=== Input records ===
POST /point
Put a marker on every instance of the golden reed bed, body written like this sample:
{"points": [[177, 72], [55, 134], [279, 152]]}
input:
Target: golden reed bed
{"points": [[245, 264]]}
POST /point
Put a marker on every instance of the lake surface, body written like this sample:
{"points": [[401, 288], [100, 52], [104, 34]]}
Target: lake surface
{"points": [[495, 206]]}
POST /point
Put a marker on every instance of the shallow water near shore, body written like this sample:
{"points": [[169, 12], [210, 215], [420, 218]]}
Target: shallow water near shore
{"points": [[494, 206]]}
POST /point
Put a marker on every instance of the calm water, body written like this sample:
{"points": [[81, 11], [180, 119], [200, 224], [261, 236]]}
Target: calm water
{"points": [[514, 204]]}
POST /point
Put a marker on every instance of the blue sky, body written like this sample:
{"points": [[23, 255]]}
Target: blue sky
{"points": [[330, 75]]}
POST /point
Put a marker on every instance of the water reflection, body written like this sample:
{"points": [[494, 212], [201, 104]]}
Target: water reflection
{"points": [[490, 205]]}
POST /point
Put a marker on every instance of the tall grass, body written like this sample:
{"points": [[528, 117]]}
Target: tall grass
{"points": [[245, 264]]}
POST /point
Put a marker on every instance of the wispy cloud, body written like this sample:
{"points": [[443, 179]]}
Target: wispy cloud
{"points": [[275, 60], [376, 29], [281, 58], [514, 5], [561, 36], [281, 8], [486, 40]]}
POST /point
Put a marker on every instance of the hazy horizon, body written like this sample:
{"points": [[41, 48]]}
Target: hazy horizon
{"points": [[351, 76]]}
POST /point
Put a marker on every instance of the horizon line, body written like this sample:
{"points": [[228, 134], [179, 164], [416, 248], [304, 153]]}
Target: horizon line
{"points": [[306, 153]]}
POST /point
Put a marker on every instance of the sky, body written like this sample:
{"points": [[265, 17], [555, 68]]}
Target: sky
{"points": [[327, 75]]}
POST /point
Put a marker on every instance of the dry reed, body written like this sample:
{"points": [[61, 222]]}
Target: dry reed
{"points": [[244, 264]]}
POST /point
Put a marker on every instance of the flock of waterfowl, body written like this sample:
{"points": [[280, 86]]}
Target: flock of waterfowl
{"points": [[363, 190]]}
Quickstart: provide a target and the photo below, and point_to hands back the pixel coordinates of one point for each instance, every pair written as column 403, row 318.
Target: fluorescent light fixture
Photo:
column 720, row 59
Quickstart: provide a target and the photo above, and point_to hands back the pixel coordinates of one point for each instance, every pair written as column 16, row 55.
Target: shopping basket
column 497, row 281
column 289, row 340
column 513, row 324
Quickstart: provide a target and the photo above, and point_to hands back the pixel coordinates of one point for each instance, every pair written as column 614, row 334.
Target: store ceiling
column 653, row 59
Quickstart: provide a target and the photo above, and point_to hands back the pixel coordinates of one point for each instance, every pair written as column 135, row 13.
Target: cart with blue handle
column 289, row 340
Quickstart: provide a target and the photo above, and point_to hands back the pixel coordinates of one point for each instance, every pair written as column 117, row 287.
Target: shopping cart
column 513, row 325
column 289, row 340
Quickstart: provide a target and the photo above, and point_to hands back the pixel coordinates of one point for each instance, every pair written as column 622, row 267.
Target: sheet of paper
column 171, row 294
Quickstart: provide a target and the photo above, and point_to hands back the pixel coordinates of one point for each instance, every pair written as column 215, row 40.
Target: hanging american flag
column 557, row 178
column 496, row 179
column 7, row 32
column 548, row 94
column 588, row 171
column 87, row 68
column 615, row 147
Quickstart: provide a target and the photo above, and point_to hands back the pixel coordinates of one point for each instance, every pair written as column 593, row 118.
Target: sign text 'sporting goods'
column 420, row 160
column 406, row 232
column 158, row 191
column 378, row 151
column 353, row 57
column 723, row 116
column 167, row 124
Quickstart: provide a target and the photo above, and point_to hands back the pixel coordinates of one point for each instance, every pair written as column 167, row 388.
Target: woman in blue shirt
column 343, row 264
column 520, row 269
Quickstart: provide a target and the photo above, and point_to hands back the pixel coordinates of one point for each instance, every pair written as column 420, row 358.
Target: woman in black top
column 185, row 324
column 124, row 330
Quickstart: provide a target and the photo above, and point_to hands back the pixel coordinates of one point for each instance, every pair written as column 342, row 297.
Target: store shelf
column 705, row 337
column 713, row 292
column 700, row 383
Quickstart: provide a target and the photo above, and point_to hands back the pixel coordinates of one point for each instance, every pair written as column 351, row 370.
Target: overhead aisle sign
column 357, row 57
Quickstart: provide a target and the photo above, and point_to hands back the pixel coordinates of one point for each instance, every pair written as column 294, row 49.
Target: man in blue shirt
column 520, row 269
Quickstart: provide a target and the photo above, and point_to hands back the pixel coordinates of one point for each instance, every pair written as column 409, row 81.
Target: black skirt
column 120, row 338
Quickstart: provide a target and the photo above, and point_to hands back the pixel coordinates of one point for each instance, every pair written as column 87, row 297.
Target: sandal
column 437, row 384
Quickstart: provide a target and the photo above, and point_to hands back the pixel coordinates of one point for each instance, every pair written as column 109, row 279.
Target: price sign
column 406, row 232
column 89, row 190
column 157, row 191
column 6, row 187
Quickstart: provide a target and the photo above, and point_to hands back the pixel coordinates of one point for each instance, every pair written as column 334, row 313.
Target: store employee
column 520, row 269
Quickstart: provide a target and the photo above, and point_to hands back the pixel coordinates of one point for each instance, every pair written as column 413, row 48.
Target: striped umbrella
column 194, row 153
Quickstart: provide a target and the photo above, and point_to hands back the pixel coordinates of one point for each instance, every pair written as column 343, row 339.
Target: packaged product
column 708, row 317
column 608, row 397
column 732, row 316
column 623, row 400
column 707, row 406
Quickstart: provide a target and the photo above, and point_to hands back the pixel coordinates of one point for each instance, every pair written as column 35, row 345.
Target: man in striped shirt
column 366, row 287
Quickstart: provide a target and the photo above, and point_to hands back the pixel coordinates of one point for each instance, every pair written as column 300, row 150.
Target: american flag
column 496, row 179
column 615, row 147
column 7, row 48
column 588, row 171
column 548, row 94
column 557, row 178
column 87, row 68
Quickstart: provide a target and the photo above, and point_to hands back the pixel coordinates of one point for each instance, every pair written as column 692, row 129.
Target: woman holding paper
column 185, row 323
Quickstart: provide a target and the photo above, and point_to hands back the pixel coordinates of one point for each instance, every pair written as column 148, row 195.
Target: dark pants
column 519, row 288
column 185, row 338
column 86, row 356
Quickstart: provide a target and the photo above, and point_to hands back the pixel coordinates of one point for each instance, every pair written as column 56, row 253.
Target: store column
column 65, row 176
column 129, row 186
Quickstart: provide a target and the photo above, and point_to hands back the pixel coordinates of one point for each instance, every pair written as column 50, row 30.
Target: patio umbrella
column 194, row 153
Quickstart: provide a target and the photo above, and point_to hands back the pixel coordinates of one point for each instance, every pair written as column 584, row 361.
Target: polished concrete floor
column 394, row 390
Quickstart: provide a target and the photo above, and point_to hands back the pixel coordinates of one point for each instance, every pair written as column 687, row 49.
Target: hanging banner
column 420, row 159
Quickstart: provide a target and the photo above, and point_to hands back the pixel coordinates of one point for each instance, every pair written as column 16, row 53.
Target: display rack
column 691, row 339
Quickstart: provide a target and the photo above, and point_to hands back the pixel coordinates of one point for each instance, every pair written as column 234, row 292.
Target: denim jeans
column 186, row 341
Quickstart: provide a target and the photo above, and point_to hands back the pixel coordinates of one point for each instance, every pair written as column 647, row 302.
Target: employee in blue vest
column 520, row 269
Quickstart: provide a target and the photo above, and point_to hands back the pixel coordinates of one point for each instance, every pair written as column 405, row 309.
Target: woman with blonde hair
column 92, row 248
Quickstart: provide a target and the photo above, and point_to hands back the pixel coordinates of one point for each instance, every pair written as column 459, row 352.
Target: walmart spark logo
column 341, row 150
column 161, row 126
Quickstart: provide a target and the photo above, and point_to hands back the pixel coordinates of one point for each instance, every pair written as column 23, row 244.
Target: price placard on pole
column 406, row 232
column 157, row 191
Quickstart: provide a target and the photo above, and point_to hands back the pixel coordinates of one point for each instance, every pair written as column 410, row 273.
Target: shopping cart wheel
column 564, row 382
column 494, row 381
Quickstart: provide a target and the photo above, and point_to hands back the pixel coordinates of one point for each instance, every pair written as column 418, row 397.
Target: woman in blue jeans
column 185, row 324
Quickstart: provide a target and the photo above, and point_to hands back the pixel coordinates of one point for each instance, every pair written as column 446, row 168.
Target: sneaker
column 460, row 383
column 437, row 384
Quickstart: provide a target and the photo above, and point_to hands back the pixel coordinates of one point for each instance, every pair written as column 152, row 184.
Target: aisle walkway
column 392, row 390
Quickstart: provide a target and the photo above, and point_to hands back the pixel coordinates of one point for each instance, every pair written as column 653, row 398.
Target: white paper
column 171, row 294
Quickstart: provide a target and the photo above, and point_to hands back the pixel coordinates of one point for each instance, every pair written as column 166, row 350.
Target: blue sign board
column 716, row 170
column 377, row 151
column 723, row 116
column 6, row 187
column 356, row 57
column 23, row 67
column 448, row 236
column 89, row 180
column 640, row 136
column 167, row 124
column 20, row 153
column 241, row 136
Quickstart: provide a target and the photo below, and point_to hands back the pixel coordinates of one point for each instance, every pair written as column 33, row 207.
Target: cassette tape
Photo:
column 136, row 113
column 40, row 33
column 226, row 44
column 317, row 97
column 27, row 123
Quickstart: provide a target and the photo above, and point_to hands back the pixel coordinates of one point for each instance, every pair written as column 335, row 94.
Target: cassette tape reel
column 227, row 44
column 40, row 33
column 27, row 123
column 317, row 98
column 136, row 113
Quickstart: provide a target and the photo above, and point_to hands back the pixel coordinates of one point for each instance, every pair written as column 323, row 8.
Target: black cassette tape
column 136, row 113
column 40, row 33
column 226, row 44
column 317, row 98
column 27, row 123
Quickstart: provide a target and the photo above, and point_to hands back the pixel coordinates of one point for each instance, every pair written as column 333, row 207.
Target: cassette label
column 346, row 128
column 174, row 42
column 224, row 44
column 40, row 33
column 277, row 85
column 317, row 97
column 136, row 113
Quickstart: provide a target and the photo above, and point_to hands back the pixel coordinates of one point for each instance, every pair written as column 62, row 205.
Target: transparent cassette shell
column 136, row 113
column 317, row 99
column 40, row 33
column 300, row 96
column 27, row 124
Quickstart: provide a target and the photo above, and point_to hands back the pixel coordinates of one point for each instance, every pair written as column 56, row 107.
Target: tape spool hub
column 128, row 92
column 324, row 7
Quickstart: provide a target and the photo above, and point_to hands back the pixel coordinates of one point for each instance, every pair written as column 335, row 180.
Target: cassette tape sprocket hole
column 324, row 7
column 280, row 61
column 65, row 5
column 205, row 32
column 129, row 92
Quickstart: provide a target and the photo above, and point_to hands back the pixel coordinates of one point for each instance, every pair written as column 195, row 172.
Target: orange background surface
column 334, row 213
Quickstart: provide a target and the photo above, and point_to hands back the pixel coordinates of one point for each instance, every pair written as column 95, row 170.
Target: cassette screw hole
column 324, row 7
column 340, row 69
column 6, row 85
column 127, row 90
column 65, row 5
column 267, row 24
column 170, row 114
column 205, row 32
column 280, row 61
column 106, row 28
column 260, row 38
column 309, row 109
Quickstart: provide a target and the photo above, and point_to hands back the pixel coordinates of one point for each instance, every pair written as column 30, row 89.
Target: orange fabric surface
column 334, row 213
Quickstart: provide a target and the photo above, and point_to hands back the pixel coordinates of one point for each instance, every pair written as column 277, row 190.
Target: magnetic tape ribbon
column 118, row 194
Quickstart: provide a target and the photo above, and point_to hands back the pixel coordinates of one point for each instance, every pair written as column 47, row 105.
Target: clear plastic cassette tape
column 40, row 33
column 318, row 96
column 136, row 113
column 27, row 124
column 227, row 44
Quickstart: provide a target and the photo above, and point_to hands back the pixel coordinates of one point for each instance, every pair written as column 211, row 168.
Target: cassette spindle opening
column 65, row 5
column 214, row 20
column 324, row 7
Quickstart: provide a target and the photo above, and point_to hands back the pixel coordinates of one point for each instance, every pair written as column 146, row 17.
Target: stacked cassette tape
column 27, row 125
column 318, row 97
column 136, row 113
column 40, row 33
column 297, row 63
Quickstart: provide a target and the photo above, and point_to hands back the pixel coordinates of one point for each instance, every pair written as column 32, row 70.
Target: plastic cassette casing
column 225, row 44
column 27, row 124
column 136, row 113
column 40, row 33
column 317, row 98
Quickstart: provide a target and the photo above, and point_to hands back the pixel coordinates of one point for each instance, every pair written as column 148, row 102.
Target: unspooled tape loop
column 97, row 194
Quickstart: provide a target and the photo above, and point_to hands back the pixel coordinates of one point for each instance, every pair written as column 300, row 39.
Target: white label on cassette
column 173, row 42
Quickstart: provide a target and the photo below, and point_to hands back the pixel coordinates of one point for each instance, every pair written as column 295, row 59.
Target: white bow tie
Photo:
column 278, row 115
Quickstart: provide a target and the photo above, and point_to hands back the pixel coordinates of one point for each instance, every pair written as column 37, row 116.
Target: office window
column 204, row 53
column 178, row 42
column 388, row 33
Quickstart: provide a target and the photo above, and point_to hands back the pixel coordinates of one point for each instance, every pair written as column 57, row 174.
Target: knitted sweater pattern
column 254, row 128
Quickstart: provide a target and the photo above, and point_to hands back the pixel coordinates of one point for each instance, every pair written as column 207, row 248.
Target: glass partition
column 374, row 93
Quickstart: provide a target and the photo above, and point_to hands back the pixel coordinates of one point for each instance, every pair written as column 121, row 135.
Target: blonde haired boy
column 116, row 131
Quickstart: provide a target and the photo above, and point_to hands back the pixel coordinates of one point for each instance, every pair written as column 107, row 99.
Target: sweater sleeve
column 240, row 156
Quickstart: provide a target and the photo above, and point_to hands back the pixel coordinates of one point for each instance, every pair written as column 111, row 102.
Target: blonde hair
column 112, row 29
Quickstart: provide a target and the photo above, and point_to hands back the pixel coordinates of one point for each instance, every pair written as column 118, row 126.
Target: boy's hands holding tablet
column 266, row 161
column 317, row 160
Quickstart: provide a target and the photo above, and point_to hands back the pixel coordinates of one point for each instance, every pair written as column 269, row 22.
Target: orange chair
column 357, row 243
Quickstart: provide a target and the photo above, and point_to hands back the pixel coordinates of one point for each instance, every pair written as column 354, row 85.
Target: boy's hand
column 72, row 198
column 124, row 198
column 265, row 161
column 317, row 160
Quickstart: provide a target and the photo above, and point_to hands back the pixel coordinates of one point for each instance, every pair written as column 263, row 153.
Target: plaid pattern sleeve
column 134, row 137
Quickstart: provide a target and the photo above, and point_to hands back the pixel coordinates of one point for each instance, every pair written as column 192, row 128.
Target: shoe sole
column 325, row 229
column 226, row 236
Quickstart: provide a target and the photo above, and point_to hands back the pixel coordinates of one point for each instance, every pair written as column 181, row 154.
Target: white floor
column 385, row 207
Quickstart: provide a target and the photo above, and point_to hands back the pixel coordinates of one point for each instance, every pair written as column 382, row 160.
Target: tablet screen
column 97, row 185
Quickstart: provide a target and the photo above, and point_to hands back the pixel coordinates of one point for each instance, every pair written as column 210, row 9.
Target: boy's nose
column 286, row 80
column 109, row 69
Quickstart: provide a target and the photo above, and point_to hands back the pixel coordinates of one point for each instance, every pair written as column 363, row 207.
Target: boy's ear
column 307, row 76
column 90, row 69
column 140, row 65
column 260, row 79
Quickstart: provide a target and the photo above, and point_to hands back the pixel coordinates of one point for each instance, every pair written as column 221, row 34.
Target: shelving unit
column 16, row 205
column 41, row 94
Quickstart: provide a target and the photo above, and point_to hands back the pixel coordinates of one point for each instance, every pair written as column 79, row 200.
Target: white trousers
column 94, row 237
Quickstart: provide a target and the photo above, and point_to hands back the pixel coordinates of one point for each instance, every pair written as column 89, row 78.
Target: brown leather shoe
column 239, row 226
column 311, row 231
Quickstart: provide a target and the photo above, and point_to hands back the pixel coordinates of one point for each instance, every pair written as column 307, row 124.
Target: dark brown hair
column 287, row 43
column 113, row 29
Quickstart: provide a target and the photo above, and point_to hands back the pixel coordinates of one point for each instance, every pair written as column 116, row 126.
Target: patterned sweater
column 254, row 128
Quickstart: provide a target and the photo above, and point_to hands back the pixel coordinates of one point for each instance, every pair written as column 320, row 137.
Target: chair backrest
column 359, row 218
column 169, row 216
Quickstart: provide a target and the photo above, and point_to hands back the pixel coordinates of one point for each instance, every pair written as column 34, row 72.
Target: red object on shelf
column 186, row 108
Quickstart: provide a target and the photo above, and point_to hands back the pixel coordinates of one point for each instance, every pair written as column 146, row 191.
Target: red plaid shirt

=== Required work ===
Reproduce the lines word for word, starting at the one holding "320, row 137." and ending at the final line of the material above.

=== Written reply ===
Quickstart: provide a target and the photo above, and point_to hands back the pixel coordinates of one point for each instance, every pair written as column 320, row 137.
Target: chair backrest
column 359, row 218
column 169, row 216
Quickstart: provide a target and the photo above, and point_to hands back the pixel coordinates of one point for each instance, every pair written as column 34, row 72.
Target: red object on shelf
column 186, row 108
Quickstart: provide a target and the photo above, and point_to hands back the pixel coordinates of one point for each instance, every pair written as column 146, row 191.
Target: red plaid shirt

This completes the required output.